### Tasks and exercises
1 – According to the blog post, how many nights had the writer spent in France?
2 – List every country, city, or region named in the blog post.

-- START Document --

Sunday, July 22, 2012

July 22 Final Day

So I close our blog with a favorite thing on vacations--food.  We've been in France for 16 nights, but I feel we have had one foot in Italy most of the trip.  It seems there are more Italian restaurants than French restaurants in Nice, perhaps because the border is so near. Sunday nights are not easy for food lovers, as most restaurants are closed for dinner.  But one of Jim's favorites is open every day, so it was a fitting finish.
On our first visit to this establishment, we laughed with the couple next to us about the gargantuan portions, there are non larger anywhere.  Yet the food is indeed delicious. You can see that each platter could serve 2 or 3 easily, yet Jim pointed out we attacked as we were locust and left only a small portion of each dish.
La Favola, Nice

And a final note on our travels to Dallas.  We fly to Heathrow, which estimates an additional 250,000 passengers above their usual will arrive in London tomorrow for the Olympics.  Security at the airport is extremely tight, and we may spend the day standing in line for immigration.  The trip planner who investigates all contingencies didn't see that one coming.  Luckily, the Heathrow to Dallas flight is the next morning.

For years we talked of renting an apartment or house somewhere and spending time making day trips.  One couldn't pick a better place to do so than the Cote d'Azur.  Yes, Nice is a bit noisy, but a perfect base for seeing all these beautiful towns by the sea or in the hills. And the weather--fabulous isn't a big enough word for it.

-- END Document --
-- START Raw data --

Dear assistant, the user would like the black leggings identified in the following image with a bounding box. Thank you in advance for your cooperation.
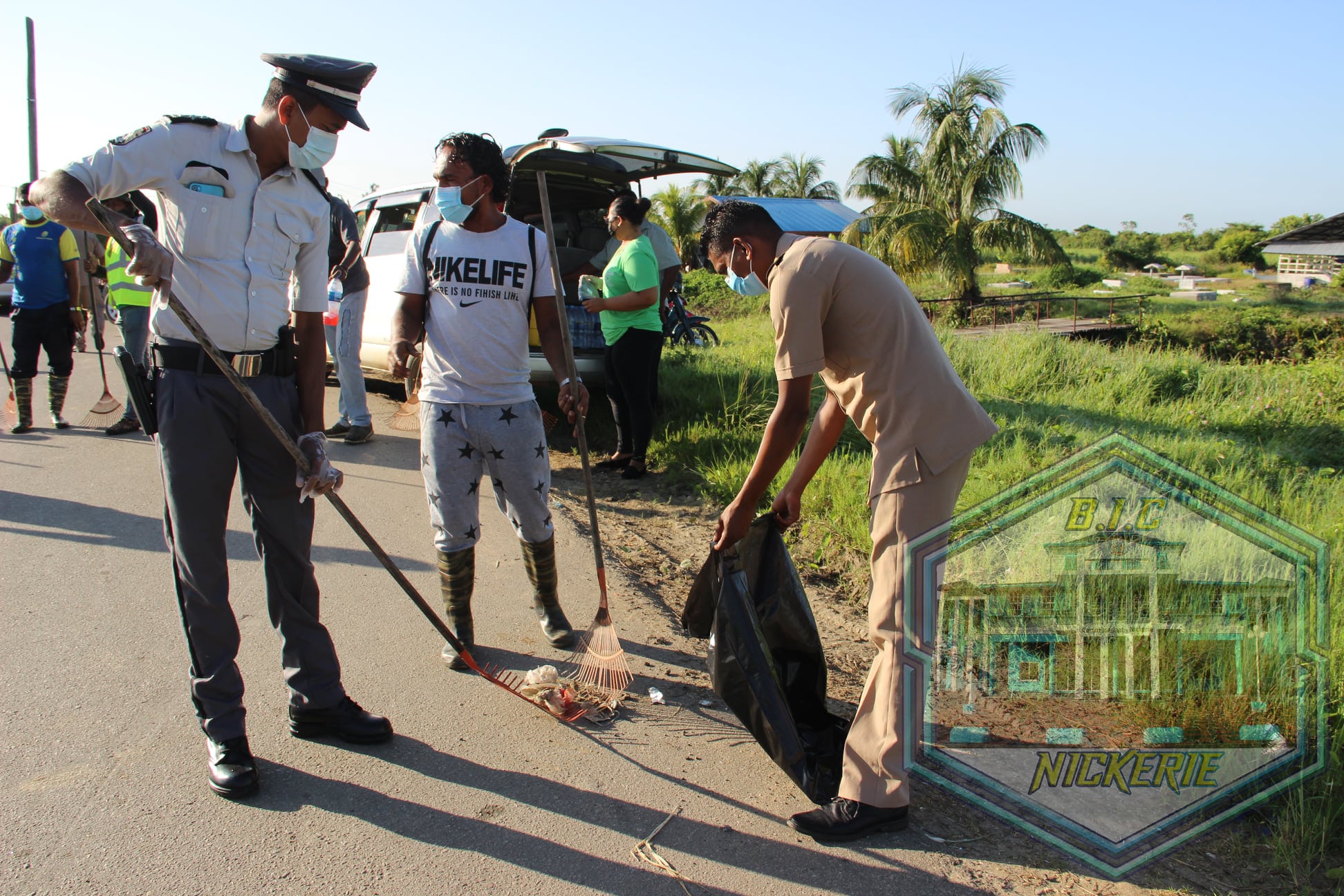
[10,302,75,380]
[604,328,662,460]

-- END Raw data --

### Problem solutions
1 – 16 nights

2 – France, Italy, Nice, London, Dallas, Cote d'Azur